» ABOUT THIS EXERCISE
Continue the article on medical implant recalls and device traceability, beginning after its final sentence.

[TEXT SHOWN]

Sunnyvale, CA -- (ReleaseWire) -- 12/19/2018 --Author: Danny Rader
"Implant Files" have released details on their global investigation, reporting on the potential harm to patients caused by medical devices. The International Consortium of Investigative Journalists (ICIJ), is a collaborative, investigative project spanning 36 countries that reportedly identified ramifications of poor product traceability standards. The report, published on November 26, 2018, lays out the case for a more communicative and streamlined recall process in which patients are kept updated on the status of their medical implants.
In their investigative report, Implant Files examines the cases of people such as Bonnie Magar who unknowingly lived with a defective medical device for years which threatened her health and compromised her well-being. According to Woodman, "Magar was one of over 250,000 implant recipients in the U.S. alone to receive a pain pump implant before global reports of overdose and withdrawal symptoms motivated the U.S. authorities to ask for a halt in production". Multiple disclaimers, voluntary recall processes, and unclear communication via recall notices have complicated a process which directly affects patients' lives. Magar's story is a clear example of the pitfalls in current recall regulatory practice.
With hundreds of thousands of medical device reports on suspected device-associated deaths, serious injuries and malfunctions being reported to the FDA each year, it is necessary now more than ever to lean on available technology to expedite the recall process. The need to incorporate efficient recall processes of medical devices used in a patient needs to become a fundamental requirement for implantation of medical devices. Congress acknowledged this need and kicked off a global movement after passing legislation in 2013 that requires every medical device be identified through its lifecycle via a unique device identifier (UDI) that contains detailed medical device information and is registered with the FDA's Global Unique Device Identification Database (GUDID). UDI information is associated with a patient at the point-of-care, and captured and recorded in the provider's electronic health record (EHR), creating ample opportunity for tracking down and communicating recall alerts to patients with potentially hazardous medical devices.
The enactment of UDI created a standard for device traceability, but existing UDI documentation methods at the point-of-care are subject to human errors or the inability to capture the device identifier (UDI-DI) and production identifier (UDI-PI) data electronically. This results in a break of traceability for the medical device. To assist providers and manufacturers with the legislation introduced by the FDA, Matrix IT's patented TRACTUS Scanning System scans micronized data matrix codes on different medical device substrates and geometries. The micronized data matrix code can be as small as 0.3mm. TRACTUS matches the scanned medical devices UDI-DI with the FDA's GUDID database. Before the medical device is used or implanted into a patient, both sterile packaged and hospital sterilized devices are traced with TRACTUS in the operating room to check for product issues such as recalls and expiration dates, offering a point-of-care solution that keeps surgery staff informed about medical devices before use in a procedure. This technology keeps patients safe and offers a reliable and efficient alternative to the disadvantages of manual entry and cross-reference sheets provided by manufacturers to nurses in the operating room.

[/TEXT SHOWN]
[MATERIAL PROVIDED]

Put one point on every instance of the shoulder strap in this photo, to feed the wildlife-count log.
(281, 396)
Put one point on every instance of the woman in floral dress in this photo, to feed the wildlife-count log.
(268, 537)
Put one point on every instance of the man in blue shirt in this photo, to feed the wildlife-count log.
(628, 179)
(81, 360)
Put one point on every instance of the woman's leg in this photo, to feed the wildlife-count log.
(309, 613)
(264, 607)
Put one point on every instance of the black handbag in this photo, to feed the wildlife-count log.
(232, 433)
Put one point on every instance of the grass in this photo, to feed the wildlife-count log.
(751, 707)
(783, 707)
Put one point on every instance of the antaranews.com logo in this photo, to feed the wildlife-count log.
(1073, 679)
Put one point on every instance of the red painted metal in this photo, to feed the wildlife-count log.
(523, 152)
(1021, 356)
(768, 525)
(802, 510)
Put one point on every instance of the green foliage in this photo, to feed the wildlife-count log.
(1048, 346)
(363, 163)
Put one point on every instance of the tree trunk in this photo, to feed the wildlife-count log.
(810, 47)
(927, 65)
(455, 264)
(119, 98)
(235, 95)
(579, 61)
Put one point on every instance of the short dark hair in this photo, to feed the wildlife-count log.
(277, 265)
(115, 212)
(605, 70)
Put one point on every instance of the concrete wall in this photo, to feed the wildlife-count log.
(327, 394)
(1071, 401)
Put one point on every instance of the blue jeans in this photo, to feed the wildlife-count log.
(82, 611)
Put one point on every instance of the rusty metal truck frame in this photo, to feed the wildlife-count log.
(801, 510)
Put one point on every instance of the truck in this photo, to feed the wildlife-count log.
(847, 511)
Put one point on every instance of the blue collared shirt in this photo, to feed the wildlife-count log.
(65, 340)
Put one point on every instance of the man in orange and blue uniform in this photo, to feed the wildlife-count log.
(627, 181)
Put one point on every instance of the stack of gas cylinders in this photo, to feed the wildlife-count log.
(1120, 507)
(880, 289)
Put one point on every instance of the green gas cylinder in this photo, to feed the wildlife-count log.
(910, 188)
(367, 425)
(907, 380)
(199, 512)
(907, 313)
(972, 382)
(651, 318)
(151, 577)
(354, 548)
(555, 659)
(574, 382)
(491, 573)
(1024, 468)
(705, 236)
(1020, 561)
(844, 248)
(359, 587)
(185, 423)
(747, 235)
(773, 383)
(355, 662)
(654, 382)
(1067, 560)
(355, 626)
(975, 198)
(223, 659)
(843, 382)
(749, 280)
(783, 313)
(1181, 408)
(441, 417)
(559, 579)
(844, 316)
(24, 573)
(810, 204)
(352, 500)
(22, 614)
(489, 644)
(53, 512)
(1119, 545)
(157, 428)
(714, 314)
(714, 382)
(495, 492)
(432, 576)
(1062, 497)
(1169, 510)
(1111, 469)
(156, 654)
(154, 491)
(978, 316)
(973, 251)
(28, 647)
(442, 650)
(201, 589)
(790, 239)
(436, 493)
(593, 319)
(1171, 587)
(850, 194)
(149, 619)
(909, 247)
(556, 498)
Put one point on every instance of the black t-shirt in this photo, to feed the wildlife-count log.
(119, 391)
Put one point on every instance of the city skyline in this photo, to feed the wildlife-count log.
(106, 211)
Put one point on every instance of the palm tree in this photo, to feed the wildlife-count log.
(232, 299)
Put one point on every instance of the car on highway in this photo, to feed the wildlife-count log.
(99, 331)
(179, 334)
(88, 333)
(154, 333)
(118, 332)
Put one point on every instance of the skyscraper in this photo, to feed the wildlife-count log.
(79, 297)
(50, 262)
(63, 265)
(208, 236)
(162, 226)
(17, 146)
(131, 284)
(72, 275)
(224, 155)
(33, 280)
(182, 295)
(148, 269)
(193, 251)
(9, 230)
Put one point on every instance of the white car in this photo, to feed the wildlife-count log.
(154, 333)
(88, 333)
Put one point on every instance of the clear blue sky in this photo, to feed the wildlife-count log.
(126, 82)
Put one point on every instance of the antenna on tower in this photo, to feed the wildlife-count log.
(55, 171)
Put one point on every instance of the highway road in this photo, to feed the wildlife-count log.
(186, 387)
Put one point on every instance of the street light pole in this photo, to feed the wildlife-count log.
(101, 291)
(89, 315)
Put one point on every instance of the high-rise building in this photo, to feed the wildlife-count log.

[/MATERIAL PROVIDED]

» RESPONSE
TRACTUS offers solutions outside of the operating room as well. The technology is built to integrate seamlessly with participating hospitals' EHR to provide hospitals and medical device manufacturers with key device reports. This data provides valuable insights on which implants were used and, when combined with other essential patient data, can provide valuable information on device performance and patient outcomes. "There are a number of supply chain and transactional benefits associated with scanning and capturing implant and medical device data at the point of use," says Mike Schiller. "Healthcare providers can confidently and accurately generate purchase orders for consignment inventory. Order requisitions can be created based on actual inventory usage moving the healthcare supply chain closer to a true demand planning model compared to the current forecasting model for inventory management. And finally, UDI capture promotes an efficient transaction process from purchase order creation, to receipt, and payment."
The medical device industry manufactures devices intended to save lives or improve a patient's quality of life, but patients need to know that a device is safe before it is used or implanted into them. TRACTUS accurately and quickly documents where a device is used or implanted; it also provides regulatory bodies and other healthcare stakeholders with access to data previously unimagined to determine safety of new devices or danger of devices already on the market. The aggregate data provided by this technology can be used by regulators, hospitals, and manufacturers to recognize dangerous trends that previously took years to identify. Matrix IT is proud to offer technology that tackles processes that were thought to be challenges; the TRACTUS solution confronts the pitfalls head-on by tracking the life cycle of each medical device and implant before, during, and beyond use in the operating room.